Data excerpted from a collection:

□ □ □ □ □ □ □

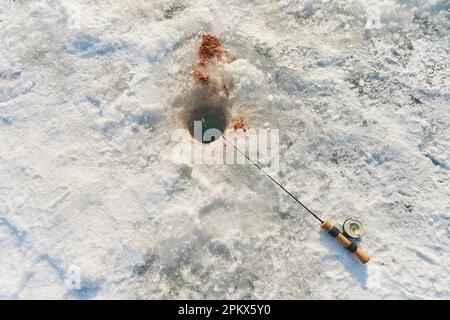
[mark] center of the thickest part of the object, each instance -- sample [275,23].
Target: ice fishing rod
[324,224]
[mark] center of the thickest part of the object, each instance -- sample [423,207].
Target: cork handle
[345,242]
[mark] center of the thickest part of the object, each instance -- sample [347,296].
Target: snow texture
[92,207]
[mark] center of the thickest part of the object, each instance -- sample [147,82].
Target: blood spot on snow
[200,76]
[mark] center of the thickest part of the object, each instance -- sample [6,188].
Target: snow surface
[88,93]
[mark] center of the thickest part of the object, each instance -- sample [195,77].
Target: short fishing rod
[324,224]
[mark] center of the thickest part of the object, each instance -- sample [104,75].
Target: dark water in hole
[211,117]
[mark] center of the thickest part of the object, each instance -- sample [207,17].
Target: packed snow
[92,205]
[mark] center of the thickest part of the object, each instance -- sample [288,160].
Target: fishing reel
[352,228]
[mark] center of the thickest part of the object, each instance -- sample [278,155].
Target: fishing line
[326,225]
[274,180]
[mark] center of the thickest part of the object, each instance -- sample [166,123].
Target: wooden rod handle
[345,242]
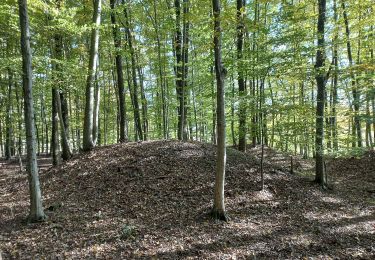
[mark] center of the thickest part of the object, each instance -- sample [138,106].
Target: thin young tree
[120,74]
[240,79]
[218,210]
[36,207]
[320,81]
[88,124]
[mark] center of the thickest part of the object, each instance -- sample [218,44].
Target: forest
[186,129]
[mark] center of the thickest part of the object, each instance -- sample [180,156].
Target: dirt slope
[151,199]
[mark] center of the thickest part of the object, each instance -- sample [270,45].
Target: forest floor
[151,200]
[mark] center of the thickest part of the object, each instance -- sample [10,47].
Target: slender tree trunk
[232,114]
[240,79]
[8,120]
[55,129]
[60,101]
[218,211]
[19,121]
[36,207]
[320,80]
[335,83]
[355,91]
[143,104]
[161,75]
[179,70]
[214,114]
[88,140]
[120,75]
[137,117]
[96,121]
[185,67]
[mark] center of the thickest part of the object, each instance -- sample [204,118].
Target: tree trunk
[8,120]
[218,211]
[320,80]
[161,75]
[88,142]
[240,79]
[179,70]
[137,117]
[60,101]
[120,75]
[55,129]
[36,207]
[96,121]
[355,92]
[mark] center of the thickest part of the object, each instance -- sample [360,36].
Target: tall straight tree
[356,95]
[218,210]
[36,207]
[320,81]
[120,74]
[129,36]
[185,68]
[88,124]
[241,81]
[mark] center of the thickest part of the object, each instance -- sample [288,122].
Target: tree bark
[120,75]
[240,79]
[55,129]
[36,207]
[321,81]
[356,95]
[137,117]
[88,141]
[8,120]
[218,211]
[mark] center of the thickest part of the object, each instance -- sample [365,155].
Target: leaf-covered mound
[151,199]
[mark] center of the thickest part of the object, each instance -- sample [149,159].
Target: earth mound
[151,200]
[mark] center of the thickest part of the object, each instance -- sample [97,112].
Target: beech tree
[218,210]
[36,207]
[88,126]
[321,82]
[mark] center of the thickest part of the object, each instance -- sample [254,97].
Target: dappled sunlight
[162,193]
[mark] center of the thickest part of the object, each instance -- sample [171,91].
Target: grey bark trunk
[137,117]
[355,92]
[320,80]
[120,75]
[218,210]
[88,142]
[36,207]
[240,79]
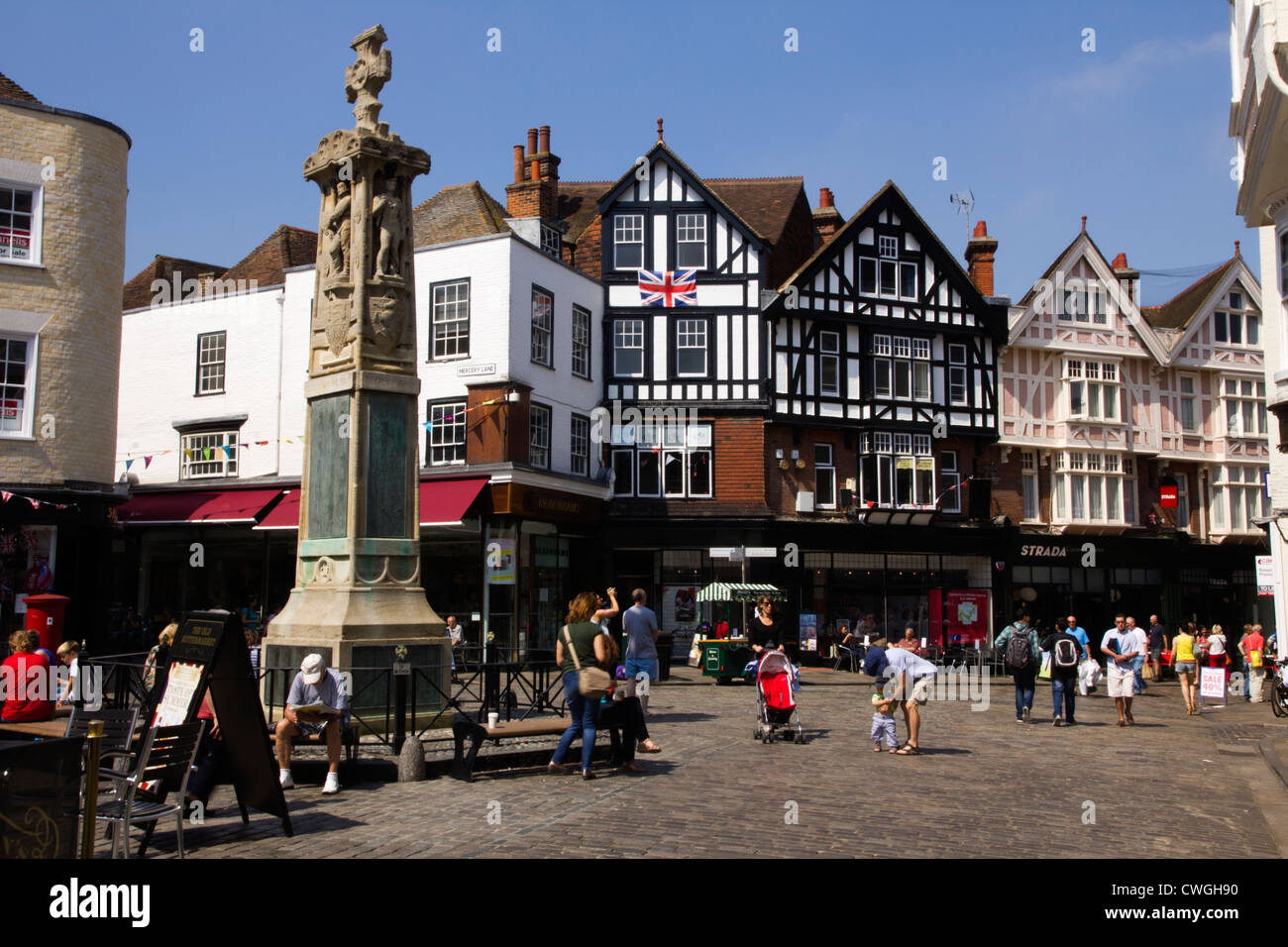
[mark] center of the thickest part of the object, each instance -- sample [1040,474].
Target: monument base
[357,631]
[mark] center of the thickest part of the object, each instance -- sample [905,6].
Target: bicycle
[1278,688]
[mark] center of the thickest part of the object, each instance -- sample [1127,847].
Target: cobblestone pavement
[983,787]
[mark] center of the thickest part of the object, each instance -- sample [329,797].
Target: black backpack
[1019,652]
[1065,654]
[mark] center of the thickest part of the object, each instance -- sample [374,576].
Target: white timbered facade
[703,347]
[1111,405]
[884,334]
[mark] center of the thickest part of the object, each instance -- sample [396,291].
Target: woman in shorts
[1185,664]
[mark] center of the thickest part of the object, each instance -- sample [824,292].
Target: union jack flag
[669,289]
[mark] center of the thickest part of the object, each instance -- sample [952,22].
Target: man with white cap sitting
[317,703]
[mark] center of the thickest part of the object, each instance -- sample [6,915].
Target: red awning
[284,515]
[443,502]
[197,506]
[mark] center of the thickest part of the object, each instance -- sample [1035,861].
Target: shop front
[1094,578]
[541,547]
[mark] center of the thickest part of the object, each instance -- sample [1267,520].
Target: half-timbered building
[1134,442]
[883,407]
[683,262]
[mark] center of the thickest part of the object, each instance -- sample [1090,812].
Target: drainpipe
[281,368]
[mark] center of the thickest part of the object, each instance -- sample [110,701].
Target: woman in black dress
[765,630]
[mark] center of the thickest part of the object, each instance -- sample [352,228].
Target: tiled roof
[138,290]
[459,211]
[763,204]
[284,248]
[1177,312]
[1055,263]
[579,204]
[12,90]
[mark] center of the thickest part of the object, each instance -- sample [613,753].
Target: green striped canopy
[739,591]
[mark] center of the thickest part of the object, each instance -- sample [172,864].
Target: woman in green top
[589,644]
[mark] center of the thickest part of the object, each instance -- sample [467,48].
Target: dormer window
[691,241]
[629,241]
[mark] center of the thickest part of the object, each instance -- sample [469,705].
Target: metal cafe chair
[163,762]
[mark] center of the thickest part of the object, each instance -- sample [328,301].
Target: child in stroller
[776,703]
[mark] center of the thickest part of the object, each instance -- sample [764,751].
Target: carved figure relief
[389,219]
[368,76]
[387,318]
[335,320]
[336,234]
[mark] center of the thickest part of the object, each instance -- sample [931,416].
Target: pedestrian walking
[1185,664]
[639,622]
[1138,643]
[1218,656]
[1116,646]
[883,719]
[1020,646]
[1065,651]
[1087,665]
[1253,648]
[580,646]
[907,671]
[1157,646]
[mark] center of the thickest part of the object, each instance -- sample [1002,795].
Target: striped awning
[739,591]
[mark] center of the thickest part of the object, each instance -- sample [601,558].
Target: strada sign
[1044,552]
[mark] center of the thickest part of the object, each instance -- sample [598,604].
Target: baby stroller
[776,703]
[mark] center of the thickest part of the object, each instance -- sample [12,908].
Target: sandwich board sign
[1212,684]
[209,651]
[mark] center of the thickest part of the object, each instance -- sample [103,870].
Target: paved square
[984,787]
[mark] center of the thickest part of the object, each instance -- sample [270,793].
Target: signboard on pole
[1212,684]
[1266,578]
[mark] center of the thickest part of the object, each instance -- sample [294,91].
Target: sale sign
[966,616]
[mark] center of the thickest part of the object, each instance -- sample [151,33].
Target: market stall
[724,659]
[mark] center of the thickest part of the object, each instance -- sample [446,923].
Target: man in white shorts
[1119,648]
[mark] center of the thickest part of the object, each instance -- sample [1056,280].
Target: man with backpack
[1019,642]
[1065,651]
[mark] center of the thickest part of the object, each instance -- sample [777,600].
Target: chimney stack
[979,260]
[827,218]
[1128,275]
[535,191]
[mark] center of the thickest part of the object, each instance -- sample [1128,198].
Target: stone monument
[357,578]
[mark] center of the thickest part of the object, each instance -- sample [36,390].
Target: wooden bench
[348,740]
[469,725]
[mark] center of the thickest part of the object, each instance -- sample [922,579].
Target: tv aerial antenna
[965,200]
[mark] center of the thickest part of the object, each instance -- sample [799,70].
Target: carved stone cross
[368,76]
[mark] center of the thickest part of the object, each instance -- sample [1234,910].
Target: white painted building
[1258,123]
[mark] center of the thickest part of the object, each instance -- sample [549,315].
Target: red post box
[46,613]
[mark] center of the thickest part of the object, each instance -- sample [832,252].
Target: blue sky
[1132,134]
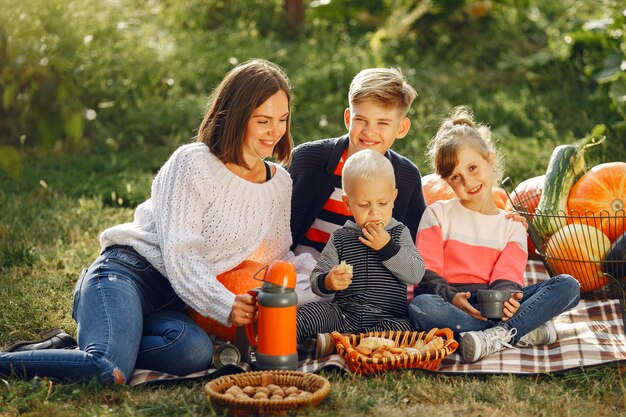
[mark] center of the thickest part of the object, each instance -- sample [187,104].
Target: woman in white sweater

□ □ □ □ □ □ □

Description of the task
Repeat all of the data above word for word, leaving the pictures out of your answer.

Response for this exercise
[mark] center of the thickest part of the object, each instance -- sample [275,23].
Target: ice fishing rod
[324,224]
[mark] center of the thickest part of the object, each instance -- sample [423,207].
Target: cork handle
[345,242]
[mark] center of the thickest part of the object, each instance -- sample [347,296].
Target: snow texture
[92,207]
[mark] center of the thickest part of the object, each instance -- sample [147,82].
Target: blood spot on snow
[200,76]
[mark] center of the thickest part of the object, each instance -- sample [6,188].
Target: snow surface
[88,93]
[mark] center of the thickest part of the object, each instance -- sample [195,77].
Target: short fishing rod
[324,224]
[mark] center of the thickest part of the object, each instance -- sample [104,75].
Target: dark water in hole
[211,117]
[mark] center of the thickest part of the object, each instance -- sample [207,17].
Target: packed snow
[92,205]
[mark] center of the thickest part of the object, each instance -- sample [288,160].
Target: fishing reel
[352,228]
[mark] center of the thickest part of the object, each instance -- sample [278,155].
Target: fishing line
[326,225]
[274,180]
[mark] center of the thickest part of the object, each instance -- sample [166,123].
Target: wooden rod handle
[345,242]
[mark] center of the thickest part of the object, each instance -- sample [138,106].
Target: thin young tree
[120,74]
[240,79]
[218,210]
[36,207]
[320,81]
[88,124]
[mark] center of the thickest part of the object, each instance -- sample [218,44].
Target: forest
[186,129]
[mark] center of the thickest part of the object, each instance -- sample [180,156].
Target: dirt slope
[151,199]
[mark] center of the thickest part of the object, each instance -- sample [270,45].
Target: forest floor
[151,200]
[mark] center of the thickest part of the object, each instance -- sample [10,47].
Target: slender tree trunk
[232,114]
[240,79]
[8,120]
[55,129]
[60,101]
[218,211]
[19,121]
[36,207]
[320,80]
[335,83]
[355,91]
[143,104]
[161,75]
[179,70]
[214,114]
[88,140]
[120,75]
[137,117]
[96,121]
[185,67]
[mark] center of the thickest part of the object, each instance -- sample [204,118].
Target: tree trunk
[8,120]
[218,211]
[320,80]
[161,75]
[88,142]
[240,79]
[179,70]
[137,117]
[60,101]
[120,75]
[55,129]
[36,207]
[96,121]
[355,92]
[mark] center of the thickest part of the object, each instance -- sample [360,36].
Target: tall straight tree
[356,95]
[218,210]
[36,207]
[320,81]
[120,74]
[129,36]
[185,68]
[88,124]
[241,81]
[mark] center of the thickest part of the object, each instance -- sample [288,122].
Target: tree bark
[120,75]
[240,79]
[55,129]
[36,207]
[321,81]
[356,95]
[137,117]
[88,141]
[8,120]
[218,211]
[mark] center of the thickest part of the object, each instance -- sample [365,155].
Target: leaf-covered mound
[151,199]
[mark] center of the thickest part of the object, each instance -- sample [149,159].
Target: earth mound
[151,200]
[mark] center of the thickest part of the object, each instance -- sample [97,112].
Target: beech tree
[218,210]
[36,207]
[88,126]
[321,82]
[mark] center of the thickest part of the object, each instance -- sample [254,97].
Target: dappled sunlight
[162,193]
[mark] center of the thickest part of the object, each instance -- sample [171,91].
Target: grey bark trunk
[137,117]
[355,92]
[320,80]
[120,75]
[218,210]
[88,142]
[36,207]
[240,79]
[mark] center of the thickest part of the object, each instance -- sample [1040,474].
Target: monument base
[357,631]
[mark] center of the thickest part of the object, each instance -- sample [905,6].
Target: bicycle
[1278,688]
[mark] center of the thickest part of the object, each instance -- sample [1127,847].
Target: cobblestone pavement
[983,787]
[mark] center of the thickest part of the object, each instance -- sample [329,797].
Target: black backpack
[1019,652]
[1065,654]
[mark] center of the thickest part of the object, each instance -- sample [374,576].
Target: white timbered facade
[703,347]
[1111,405]
[884,334]
[mark] center of the thickest part of the object, each instance -- sample [396,291].
Target: woman in shorts
[1185,664]
[mark] center of the thickest part of the object, each instance -- sample [824,292].
Target: union jack flag
[669,289]
[mark] center of the thickest part of the object, each instance -- sample [952,22].
Target: man with white cap sitting
[317,703]
[mark] center of the thickest part of the object, each instance -- sample [6,915].
Target: red awning
[284,515]
[443,502]
[197,506]
[mark] center of the thickest part of the object, each instance -- sample [1035,861].
Target: shop front
[1094,578]
[541,547]
[mark] center of the thickest part of the object, each instance -- sample [1267,520].
Target: half-timbered building
[1134,442]
[883,407]
[683,262]
[mark] center of the thickest part of the object, each instance -- sample [1090,812].
Target: drainpipe
[281,368]
[mark] center of the thickest part of the object, each instance -- sample [110,701].
Target: woman in black dress
[765,630]
[mark] center of the thickest part of the object, each instance -- sample [352,228].
Target: tiled roof
[138,290]
[459,211]
[763,204]
[284,248]
[1177,312]
[1055,263]
[579,204]
[12,90]
[mark] center of the thickest part of the object, each instance -- sample [613,753].
Target: green striped canopy
[739,591]
[mark] center of the thickest part of the object, each instance -- sample [172,864].
Target: woman in green top
[589,644]
[mark] center of the thickest part of the object, each instance -- sample [467,48].
Target: dormer window
[691,241]
[629,241]
[mark] center of the thickest part of the object, each instance -- sample [469,705].
Target: metal cafe chair
[163,762]
[mark] center of the thickest part of the object, each instance -- sample [328,301].
Target: child in stroller
[776,703]
[mark] center of the thickest part of the object, each instance -- sample [764,751].
Target: carved figure relief
[389,219]
[368,76]
[387,318]
[335,320]
[336,234]
[mark] center of the thickest part of the object, each instance -- sample [931,416].
Target: pedestrian walking
[1185,664]
[639,622]
[1138,643]
[1218,656]
[1116,646]
[883,719]
[1020,646]
[1065,651]
[1087,665]
[1253,648]
[580,646]
[907,671]
[1157,646]
[mark] center of the thickest part of the object, each instance -- sample [1002,795].
Target: striped awning
[739,591]
[mark] center of the thickest part of the object, each instance -- sample [601,558].
Target: strada sign
[1044,552]
[mark] center of the thickest part of the object, each instance -- sample [598,604].
Target: baby stroller
[776,703]
[mark] center of the thickest part of the object, each instance -- sample [12,908].
Target: sandwich board sign
[1212,684]
[209,651]
[mark] center of the thickest part of the object, each instance -- sample [103,870].
Target: paved square
[984,787]
[mark] center of the thickest part of the object, each instance -- sample [270,793].
Target: signboard on pole
[1212,684]
[1266,578]
[mark] center of the thickest part of the object, each instance -- sample [294,91].
Target: sale sign
[966,616]
[mark] center of the thickest part of the object, each instance -- sample [151,33].
Target: market stall
[724,659]
[mark] center of the thickest part of the object, each instance -- sample [446,923].
Target: man in white shorts
[1119,648]
[mark] center of the thickest part of the object, each instance -- sample [1056,280].
Target: man with backpack
[1019,642]
[1065,651]
[mark] center of the thickest part of the object, each instance -- sample [777,600].
Target: chimney stack
[979,260]
[827,218]
[1128,275]
[535,191]
[mark] center of the thickest part of the object, each instance -- sample [1128,198].
Target: stone monument
[357,578]
[mark] center of the thickest part of the object, each instance -- sample [36,390].
Target: wooden bench
[348,740]
[469,725]
[mark] center of the thickest part of the object, each instance -- sample [922,579].
Target: tv aerial antenna
[965,200]
[mark] center of the thickest part of the object, each instance -- sample [799,70].
Target: carved stone cross
[368,76]
[mark] center of the thickest part of the object, each instance -- sample [1234,910].
Target: white painted building
[1258,123]
[mark] center of the thickest part of the object, each instance -- sample [549,315].
Target: red post box
[46,613]
[mark] center of the thickest part of the object, each instance -- sample [832,252].
Target: blue sky
[1132,134]
[mark] center of the thickest part of the object, each instance -- sample [187,104].
Target: woman in white sweater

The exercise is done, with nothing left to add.